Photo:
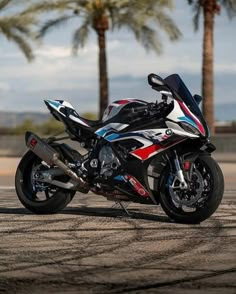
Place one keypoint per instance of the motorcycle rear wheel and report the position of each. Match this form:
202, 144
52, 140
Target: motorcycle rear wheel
213, 190
55, 198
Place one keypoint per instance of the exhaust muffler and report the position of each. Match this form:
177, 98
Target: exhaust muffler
51, 157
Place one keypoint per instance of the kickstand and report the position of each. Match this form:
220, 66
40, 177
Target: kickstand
124, 208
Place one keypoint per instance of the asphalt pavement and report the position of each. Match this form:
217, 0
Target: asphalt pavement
93, 247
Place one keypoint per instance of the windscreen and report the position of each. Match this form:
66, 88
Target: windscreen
176, 83
178, 86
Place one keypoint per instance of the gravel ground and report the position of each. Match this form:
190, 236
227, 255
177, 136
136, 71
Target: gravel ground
92, 247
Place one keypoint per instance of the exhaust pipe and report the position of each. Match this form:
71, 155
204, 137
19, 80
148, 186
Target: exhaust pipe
51, 157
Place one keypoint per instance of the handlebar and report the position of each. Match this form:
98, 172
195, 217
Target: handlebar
148, 107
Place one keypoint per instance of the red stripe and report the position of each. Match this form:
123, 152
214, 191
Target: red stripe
186, 110
123, 101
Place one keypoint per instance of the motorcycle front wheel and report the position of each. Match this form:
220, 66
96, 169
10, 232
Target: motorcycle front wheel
39, 198
200, 200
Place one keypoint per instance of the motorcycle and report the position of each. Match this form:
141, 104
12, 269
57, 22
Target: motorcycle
149, 153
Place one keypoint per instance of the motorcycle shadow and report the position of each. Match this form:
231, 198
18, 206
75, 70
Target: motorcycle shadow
116, 213
97, 212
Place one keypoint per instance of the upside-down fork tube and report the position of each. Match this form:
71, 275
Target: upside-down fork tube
51, 157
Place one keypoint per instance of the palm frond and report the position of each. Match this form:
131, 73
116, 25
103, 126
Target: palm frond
51, 24
23, 45
230, 6
48, 6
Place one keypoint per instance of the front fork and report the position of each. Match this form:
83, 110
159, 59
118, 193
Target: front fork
179, 175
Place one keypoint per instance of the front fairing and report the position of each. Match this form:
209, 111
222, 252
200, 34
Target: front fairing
182, 94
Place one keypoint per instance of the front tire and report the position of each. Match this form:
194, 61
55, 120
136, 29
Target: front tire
56, 198
213, 190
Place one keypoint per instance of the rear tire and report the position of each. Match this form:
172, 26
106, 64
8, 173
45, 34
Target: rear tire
26, 194
212, 201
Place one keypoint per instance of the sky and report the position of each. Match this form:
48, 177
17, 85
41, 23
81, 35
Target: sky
56, 74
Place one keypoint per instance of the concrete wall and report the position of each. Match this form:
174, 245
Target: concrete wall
15, 145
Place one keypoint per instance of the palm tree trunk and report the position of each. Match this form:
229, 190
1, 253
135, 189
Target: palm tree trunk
207, 64
103, 84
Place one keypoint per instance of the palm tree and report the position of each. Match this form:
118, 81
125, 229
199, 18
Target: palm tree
209, 8
138, 16
16, 27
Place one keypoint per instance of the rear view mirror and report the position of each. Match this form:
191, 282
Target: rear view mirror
155, 81
197, 98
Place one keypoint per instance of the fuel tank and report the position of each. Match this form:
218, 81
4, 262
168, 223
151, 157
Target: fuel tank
119, 110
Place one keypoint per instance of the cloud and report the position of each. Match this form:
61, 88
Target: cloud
4, 87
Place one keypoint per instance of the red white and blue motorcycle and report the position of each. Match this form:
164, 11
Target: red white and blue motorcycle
149, 153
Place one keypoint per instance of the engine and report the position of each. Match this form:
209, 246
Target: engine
108, 161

□ □ □ □

» TASK OBJECTIVE
With images omitted, output the data exactly as given.

» ANSWER TO THIS EXERCISE
Photo:
Place one keypoint per instance of the motorcycle rear wheel and report the position of each. Match this form:
202, 144
52, 140
Target: motorcycle rear wheel
213, 190
55, 198
Place one keypoint per instance of the exhaust muffler and report the position of each. Match this form:
177, 98
Target: exhaust muffler
51, 157
Place one keypoint per instance of the kickstand and report the position of each. Match this form:
220, 66
40, 177
Target: kickstand
124, 208
Place one keypoint per instance of the asphalt pavement and report the position of each. Match this form:
217, 0
Target: asphalt pavement
93, 247
Place one keypoint per instance of the windscreen and report the position of each. Match this form:
66, 88
Target: windscreen
176, 83
178, 86
Place one keypoint per instance of the gravel ground and report the position of each. Match this form:
190, 236
227, 255
177, 136
136, 71
Target: gravel ground
92, 247
Place one keypoint per instance of the exhaust pipe and report the position of each. Match this form:
71, 155
204, 137
19, 80
148, 186
Target: exhaust pipe
51, 157
Place one keypoint per instance of the handlebar and report the position of each. Match this form:
98, 172
195, 217
Target: handlebar
148, 107
Place one keypoint per instance of the red stripe and report the position of each. Match this form:
123, 152
214, 191
Target: red stripe
186, 110
123, 101
Place one keypoint per instance of the motorcycle front wheel and report the position of each. Match this form:
220, 66
96, 169
10, 232
Target: motorcycle front wheel
39, 198
200, 200
Place one keypoint per instance of the motorcycle and report the position of each. Match this form:
141, 104
12, 269
57, 22
Target: motorcycle
149, 153
Place one keypoint per instance of the motorcycle shadow and report the position of each. Match this form:
231, 198
18, 206
75, 70
Target: motorcycle shadow
116, 213
97, 212
Place one keypoint per instance of the upside-down fork tube and report the position of each. Match this form:
71, 275
Target: upside-down fork tube
51, 157
Place one keypoint per instance of the palm frond and report the position of each. Match this form:
131, 73
116, 25
103, 126
Target: palm frond
51, 24
23, 45
230, 6
48, 6
Place one keypoint per instance of the front fork and report the position of each. Match this form:
83, 110
159, 59
118, 193
Target: front fork
179, 175
Place one keypoint per instance of the front fairing and report the position of each. Match this form:
209, 111
222, 252
200, 34
Target: front fairing
182, 94
Place one keypoint per instance of the front tire and report the position of each. Match this form:
194, 61
55, 120
136, 29
Target: front tire
56, 198
213, 190
Place one keypoint per instance of the rear tire and report the position of each. Match this form:
172, 26
106, 64
8, 173
45, 34
Target: rear tire
26, 194
212, 201
Place one keypoint per instance of the sky and report the position of each. Match this form:
48, 177
17, 85
41, 23
81, 35
Target: sky
56, 74
Place one keypoint per instance of the concrete wall and report the position of each. Match this form:
174, 245
Target: concrete wall
15, 145
Place one keypoint per instance of the palm tree trunk and report the position of each. Match this form:
229, 190
1, 253
135, 189
Target: palm tree trunk
207, 64
103, 84
Place one keypoint per instance of the palm tree and report the position of each. Match this form:
118, 81
125, 229
199, 18
Target: palm tree
209, 8
138, 16
16, 27
Place one keypoint per instance of the rear view mirror and report the position of each. Match this form:
191, 282
Target: rear view mirror
155, 81
197, 98
Place one keypoint per instance of the fuel tank and report the position of each. Match this form:
218, 81
4, 262
168, 223
151, 157
Target: fuel tank
119, 110
Place one keypoint per instance of the cloud and report the position of each. Match this form:
61, 88
Target: cloud
4, 87
Place one keypoint per instance of the red white and blue motorcycle and report the position of each. Match this form:
164, 11
Target: red white and blue motorcycle
149, 153
Place one keypoint per instance of the engine and report the position of each. Match this form:
209, 246
Target: engine
108, 161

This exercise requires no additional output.